- SELECTED EXTRACT:

☆ ☆ ☆

The increasing size of the student body as well as the evolving nature of education challenged the capability of the 1938 building to meet the needs of the school community effectively and safely. In September 2005, the exploration of options for a new building or refurbishment was commenced by the town.

In October 2007, a public meeting was held to introduce several options for the expansion of the school, including renovation and extension of the existing building and its demolition and replacement by a completely new structure. The site was expanded by purchase of three adjacent properties in Seaver Street and transfer of publicly owned land.

On December 10, 2008, town voters approved the project by a nearly 2 to 1 ratio (5,026 YES to 2,869 NO), to build a new, state-of-the art high school on the parking lot next to the existing buildings. Site clearance started in August 2009 with the relocation of one house to a nearby site. Construction began March 2010 with an estimated completion date of September 2013. The new facility opened in February 2012, and the school held a gala to say goodbye to the old building, and alumni such as Billy Squier, Jane Curtin, and Biz Stone gave last rites in the school auditorium over a series of weekend concerts and get-together events in 2011.

☆ ☆ ☆

- EXERCISE DATA:
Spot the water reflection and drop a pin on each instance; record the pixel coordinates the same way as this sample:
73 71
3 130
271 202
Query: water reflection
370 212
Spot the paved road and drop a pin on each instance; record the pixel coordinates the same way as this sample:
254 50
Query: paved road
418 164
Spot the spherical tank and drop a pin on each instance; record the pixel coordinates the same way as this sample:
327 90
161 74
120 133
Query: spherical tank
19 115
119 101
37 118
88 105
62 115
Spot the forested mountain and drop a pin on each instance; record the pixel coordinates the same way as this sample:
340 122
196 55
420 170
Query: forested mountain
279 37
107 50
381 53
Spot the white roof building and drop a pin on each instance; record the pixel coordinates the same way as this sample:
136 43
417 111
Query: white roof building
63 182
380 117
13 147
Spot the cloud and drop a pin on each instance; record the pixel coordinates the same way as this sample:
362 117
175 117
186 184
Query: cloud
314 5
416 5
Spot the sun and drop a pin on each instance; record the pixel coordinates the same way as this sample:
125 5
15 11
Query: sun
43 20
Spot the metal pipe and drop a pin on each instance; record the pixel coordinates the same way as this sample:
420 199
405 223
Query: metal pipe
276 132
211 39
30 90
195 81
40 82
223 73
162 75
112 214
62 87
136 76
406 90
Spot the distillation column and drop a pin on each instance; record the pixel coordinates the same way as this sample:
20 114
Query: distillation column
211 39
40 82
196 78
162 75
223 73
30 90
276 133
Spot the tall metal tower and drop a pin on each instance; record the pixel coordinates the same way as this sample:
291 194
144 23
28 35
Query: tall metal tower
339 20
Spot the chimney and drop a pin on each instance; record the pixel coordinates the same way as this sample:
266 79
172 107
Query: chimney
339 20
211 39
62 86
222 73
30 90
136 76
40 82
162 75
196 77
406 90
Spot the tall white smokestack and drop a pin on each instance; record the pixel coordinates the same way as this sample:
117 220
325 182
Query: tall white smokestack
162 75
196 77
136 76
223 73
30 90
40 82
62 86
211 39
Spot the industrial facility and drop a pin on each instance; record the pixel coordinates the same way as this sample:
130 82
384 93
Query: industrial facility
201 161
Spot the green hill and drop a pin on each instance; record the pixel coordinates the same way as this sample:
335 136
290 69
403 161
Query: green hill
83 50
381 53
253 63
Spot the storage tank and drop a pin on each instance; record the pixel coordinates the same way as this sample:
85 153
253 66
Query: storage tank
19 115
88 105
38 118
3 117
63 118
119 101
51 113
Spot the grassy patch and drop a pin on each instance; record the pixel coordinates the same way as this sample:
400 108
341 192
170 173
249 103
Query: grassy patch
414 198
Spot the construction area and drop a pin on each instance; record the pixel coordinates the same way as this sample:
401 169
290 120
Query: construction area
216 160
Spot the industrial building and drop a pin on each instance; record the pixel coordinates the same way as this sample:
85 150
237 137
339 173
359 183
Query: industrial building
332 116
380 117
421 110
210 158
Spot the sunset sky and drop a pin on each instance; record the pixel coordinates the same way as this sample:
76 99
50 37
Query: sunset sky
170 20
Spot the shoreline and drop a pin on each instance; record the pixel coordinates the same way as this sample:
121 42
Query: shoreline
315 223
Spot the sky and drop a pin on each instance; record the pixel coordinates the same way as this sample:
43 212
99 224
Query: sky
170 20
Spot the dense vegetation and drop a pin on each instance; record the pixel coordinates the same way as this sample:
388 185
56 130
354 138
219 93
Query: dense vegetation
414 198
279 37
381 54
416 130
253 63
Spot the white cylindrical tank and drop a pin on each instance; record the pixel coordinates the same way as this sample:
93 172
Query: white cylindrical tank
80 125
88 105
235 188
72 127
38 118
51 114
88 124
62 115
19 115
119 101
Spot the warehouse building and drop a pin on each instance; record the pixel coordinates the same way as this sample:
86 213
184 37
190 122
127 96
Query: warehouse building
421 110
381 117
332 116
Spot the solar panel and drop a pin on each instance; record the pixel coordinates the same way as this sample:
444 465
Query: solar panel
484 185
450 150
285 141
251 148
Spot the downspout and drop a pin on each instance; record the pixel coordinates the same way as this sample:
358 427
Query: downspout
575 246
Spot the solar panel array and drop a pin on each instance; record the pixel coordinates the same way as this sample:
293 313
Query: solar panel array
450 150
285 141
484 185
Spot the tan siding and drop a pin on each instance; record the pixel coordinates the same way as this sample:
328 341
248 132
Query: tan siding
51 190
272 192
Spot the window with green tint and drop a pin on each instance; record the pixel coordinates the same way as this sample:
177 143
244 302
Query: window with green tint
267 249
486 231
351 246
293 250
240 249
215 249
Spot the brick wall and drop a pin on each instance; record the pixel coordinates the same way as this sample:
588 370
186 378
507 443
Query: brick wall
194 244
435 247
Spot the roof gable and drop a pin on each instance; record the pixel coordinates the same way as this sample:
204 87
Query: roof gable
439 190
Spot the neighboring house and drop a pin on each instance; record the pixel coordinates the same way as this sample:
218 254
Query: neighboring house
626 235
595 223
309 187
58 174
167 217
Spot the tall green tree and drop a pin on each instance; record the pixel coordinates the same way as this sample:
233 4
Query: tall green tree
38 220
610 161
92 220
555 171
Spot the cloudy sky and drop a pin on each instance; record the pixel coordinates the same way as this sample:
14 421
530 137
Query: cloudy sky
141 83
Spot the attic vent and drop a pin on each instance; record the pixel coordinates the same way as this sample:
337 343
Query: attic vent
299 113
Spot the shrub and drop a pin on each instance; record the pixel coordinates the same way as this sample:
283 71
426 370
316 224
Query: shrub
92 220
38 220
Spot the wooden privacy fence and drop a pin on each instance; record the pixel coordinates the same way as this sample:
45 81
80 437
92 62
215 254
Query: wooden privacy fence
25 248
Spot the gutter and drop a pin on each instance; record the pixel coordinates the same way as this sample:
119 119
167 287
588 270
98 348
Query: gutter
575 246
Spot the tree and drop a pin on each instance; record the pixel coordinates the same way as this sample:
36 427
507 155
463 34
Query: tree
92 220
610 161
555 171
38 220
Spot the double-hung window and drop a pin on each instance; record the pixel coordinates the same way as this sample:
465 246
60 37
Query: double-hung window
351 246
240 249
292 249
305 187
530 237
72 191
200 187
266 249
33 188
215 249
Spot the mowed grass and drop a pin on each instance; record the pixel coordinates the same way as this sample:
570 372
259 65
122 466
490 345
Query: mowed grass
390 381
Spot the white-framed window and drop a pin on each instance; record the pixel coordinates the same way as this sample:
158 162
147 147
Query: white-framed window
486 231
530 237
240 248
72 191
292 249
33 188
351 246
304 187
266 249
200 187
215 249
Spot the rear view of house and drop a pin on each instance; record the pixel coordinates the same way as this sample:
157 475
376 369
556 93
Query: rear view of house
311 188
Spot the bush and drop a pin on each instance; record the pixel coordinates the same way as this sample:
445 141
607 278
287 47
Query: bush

☆ ☆ ☆

- EXERCISE REQUIREMENTS:
1) In the passage on the new high school building, could you repeat the text between "On December 10, 2008, town" and "events in 2011.", inclusive, swapping "auditorium" for "gymnasium"?
2) Can you resume the account of the high school's new building from the point where it stops?

- RESULTS FOR EACH TASK:
1)
On December 10, 2008, town voters approved the project by a nearly 2 to 1 ratio (5,026 YES to 2,869 NO), to build a new, state-of-the art high school on the parking lot next to the existing buildings. Site clearance started in August 2009 with the relocation of one house to a nearby site. Construction began March 2010 with an estimated completion date of September 2013. The new facility opened in February 2012, and the school held a gala to say goodbye to the old building, and alumni such as Billy Squier, Jane Curtin, and Biz Stone gave last rites in the school gymnasium over a series of weekend concerts and get-together events in 2011.

2)
After much analysis, the existing structure was declared to be a good example of the Art Deco style of architecture; however, it was found by the American Institute of Architects (A.I.A.) not to be a historically significant example and was demolished in 2011 and 2012. The state authorities held the final say in this ruling, but the A.I.A. review opened the door for the eventual knock-down and the final site plotting. The new structure, which opened to students in February 2012, incorporates some of the design features of the prior building and is limited in its visual impact to blend with the surrounding residential neighborhood. The total cost was estimated to be $130 million with $85 million of that total to be raised from State and Federal matching funds. However, the final project came in under budget at $90 million and opened 18 months ahead of schedule.

==Extracurricular activities==
===Academic Decathlon===
Wellesley High School has an Academic Decathlon team. The team consistently makes it to the State Finals and has placed in the top 3 in Massachusetts for several seasons. In 2015, the team lost to the Acton-Boxborough High School for the state title. In 2021, Wellesley beat Acton-Boxborough to win States. Since then, Wellesley have won the State championship, totalling 5 consecutive wins.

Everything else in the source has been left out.